GOAL = Copy the following lines exactly as they appear.

PROVIDED RECORDS =
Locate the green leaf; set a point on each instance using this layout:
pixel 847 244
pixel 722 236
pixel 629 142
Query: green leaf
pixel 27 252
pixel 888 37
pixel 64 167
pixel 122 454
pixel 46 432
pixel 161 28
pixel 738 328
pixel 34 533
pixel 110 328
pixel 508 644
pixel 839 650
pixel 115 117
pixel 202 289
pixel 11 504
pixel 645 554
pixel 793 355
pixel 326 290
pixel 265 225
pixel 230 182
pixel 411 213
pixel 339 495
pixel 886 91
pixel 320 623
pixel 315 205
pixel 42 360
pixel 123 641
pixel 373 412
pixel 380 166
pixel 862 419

FINAL RESULT =
Locate the green leaf; set a point on each instance using this layout:
pixel 847 244
pixel 722 236
pixel 629 142
Query: green leaf
pixel 27 252
pixel 888 37
pixel 64 167
pixel 122 454
pixel 46 432
pixel 161 28
pixel 738 328
pixel 34 533
pixel 110 328
pixel 508 644
pixel 839 650
pixel 115 117
pixel 202 289
pixel 11 504
pixel 645 554
pixel 793 355
pixel 326 290
pixel 265 225
pixel 230 182
pixel 411 213
pixel 339 495
pixel 886 91
pixel 320 623
pixel 315 205
pixel 42 360
pixel 123 641
pixel 373 412
pixel 380 166
pixel 862 419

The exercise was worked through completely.